Saved entries:
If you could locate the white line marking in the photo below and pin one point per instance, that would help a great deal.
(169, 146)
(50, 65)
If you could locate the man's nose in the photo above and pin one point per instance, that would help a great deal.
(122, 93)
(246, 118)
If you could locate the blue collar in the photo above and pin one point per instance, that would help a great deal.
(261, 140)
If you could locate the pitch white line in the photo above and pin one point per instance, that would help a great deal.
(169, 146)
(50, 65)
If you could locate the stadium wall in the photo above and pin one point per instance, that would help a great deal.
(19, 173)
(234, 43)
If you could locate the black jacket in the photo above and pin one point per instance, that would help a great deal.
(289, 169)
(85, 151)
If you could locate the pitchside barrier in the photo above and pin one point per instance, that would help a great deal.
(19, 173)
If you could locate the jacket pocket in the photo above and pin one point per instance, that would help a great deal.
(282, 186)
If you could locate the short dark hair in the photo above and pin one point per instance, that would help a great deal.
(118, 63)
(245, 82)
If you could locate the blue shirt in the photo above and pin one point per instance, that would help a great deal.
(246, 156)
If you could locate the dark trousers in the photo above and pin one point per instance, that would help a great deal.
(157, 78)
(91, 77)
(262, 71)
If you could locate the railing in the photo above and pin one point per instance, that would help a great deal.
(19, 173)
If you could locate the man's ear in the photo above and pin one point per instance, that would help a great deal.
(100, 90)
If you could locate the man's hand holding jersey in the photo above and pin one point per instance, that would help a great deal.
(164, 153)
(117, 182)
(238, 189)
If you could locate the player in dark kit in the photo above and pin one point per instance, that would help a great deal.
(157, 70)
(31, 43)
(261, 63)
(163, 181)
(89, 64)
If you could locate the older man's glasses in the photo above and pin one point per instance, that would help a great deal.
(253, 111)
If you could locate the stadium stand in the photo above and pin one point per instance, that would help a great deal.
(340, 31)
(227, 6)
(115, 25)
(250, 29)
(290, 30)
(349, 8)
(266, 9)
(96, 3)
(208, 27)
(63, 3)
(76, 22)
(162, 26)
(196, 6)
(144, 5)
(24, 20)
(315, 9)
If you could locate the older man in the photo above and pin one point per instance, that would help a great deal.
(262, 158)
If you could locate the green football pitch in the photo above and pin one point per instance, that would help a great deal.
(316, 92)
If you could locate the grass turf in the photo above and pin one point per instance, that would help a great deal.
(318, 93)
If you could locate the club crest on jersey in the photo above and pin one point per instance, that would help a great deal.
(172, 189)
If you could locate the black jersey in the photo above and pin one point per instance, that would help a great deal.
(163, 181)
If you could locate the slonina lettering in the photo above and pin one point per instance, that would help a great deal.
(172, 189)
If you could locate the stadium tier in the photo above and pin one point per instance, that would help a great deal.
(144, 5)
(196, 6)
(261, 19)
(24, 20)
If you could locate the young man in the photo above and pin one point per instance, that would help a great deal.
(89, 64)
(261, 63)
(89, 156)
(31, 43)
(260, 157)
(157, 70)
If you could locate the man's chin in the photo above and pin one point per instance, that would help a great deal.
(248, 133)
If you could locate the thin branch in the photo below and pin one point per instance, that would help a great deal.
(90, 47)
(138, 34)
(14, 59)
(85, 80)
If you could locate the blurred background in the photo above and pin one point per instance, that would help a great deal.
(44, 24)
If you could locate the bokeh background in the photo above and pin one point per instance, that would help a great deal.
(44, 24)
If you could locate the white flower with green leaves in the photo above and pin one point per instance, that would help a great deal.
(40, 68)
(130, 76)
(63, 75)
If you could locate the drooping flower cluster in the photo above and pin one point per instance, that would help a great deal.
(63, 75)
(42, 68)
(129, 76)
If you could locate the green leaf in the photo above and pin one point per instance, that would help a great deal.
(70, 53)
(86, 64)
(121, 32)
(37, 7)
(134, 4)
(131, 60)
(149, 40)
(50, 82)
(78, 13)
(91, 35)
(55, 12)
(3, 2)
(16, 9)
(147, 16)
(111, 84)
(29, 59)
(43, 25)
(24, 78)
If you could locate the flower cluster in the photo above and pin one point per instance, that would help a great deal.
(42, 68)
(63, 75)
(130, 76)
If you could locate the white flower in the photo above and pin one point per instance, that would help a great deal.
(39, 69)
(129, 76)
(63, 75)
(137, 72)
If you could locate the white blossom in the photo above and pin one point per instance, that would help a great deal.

TASK STATEMENT:
Reproduce nothing but the lines from the line containing "If you could locate the green leaf" to the last line of the data, each exactly as written.

FULL ANSWER:
If you could locate the green leaf in the photo above and pin one point per instance, that would help a great deal.
(70, 53)
(86, 64)
(121, 32)
(37, 7)
(134, 4)
(131, 60)
(149, 40)
(50, 82)
(78, 13)
(91, 35)
(55, 12)
(3, 2)
(16, 9)
(147, 16)
(111, 84)
(29, 59)
(43, 25)
(24, 78)
If you could locate the flower cluster in the photo above and pin one point per instance, that would help a great deal.
(42, 68)
(63, 75)
(130, 76)
If you could locate the white flower in the photo above and pin one point per instance, that would help a great deal.
(39, 69)
(129, 76)
(63, 75)
(137, 72)
If you could locate the white blossom in the photo above and pin one point per instance, that would help a great deal.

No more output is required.